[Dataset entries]
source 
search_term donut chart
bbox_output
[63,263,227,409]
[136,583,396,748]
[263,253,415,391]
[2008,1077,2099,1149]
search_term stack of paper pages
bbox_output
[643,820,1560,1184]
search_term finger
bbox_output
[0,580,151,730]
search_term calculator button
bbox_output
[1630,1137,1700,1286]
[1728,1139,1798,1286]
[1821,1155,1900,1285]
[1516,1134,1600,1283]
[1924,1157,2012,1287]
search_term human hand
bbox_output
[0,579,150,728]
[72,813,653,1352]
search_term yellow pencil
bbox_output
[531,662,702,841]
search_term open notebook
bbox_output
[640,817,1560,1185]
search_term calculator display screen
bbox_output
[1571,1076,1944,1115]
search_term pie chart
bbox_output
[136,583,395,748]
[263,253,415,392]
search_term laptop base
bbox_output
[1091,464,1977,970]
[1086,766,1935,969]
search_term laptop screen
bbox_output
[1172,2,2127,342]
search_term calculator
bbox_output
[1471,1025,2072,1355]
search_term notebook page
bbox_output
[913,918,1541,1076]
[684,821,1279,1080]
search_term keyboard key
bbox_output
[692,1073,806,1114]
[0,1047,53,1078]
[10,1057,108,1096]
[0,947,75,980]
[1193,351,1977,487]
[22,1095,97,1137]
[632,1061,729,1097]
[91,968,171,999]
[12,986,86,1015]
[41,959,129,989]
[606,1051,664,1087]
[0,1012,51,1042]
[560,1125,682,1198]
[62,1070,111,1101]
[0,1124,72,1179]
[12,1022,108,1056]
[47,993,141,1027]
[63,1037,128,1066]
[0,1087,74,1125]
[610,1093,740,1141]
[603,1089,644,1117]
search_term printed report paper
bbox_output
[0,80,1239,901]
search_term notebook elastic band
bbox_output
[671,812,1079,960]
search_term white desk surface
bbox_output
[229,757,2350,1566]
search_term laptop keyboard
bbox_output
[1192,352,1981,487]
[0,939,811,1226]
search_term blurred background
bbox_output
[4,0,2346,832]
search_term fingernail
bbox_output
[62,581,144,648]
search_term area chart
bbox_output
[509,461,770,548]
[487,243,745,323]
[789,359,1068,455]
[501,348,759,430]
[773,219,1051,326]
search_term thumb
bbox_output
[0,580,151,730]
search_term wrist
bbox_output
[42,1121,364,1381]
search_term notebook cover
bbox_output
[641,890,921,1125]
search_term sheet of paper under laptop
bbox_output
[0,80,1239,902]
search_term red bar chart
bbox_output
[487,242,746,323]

TASK:
Word for word, restate the entries from the first line to the line that has "search_term open notebook", both included, and nothing else.

OUTPUT FOR THIS TASK:
source 
search_term donut chart
bbox_output
[63,263,227,409]
[136,583,396,748]
[263,253,415,391]
[2008,1077,2099,1149]
search_term stack of paper pages
bbox_output
[643,820,1560,1184]
search_term finger
bbox_output
[0,580,151,730]
search_term calculator button
bbox_output
[1630,1137,1700,1286]
[1728,1139,1798,1286]
[1821,1155,1900,1285]
[1516,1134,1600,1283]
[1924,1157,2012,1287]
search_term human hand
bbox_output
[0,579,150,728]
[72,813,653,1352]
search_term yellow pencil
bbox_output
[531,662,702,841]
search_term open notebook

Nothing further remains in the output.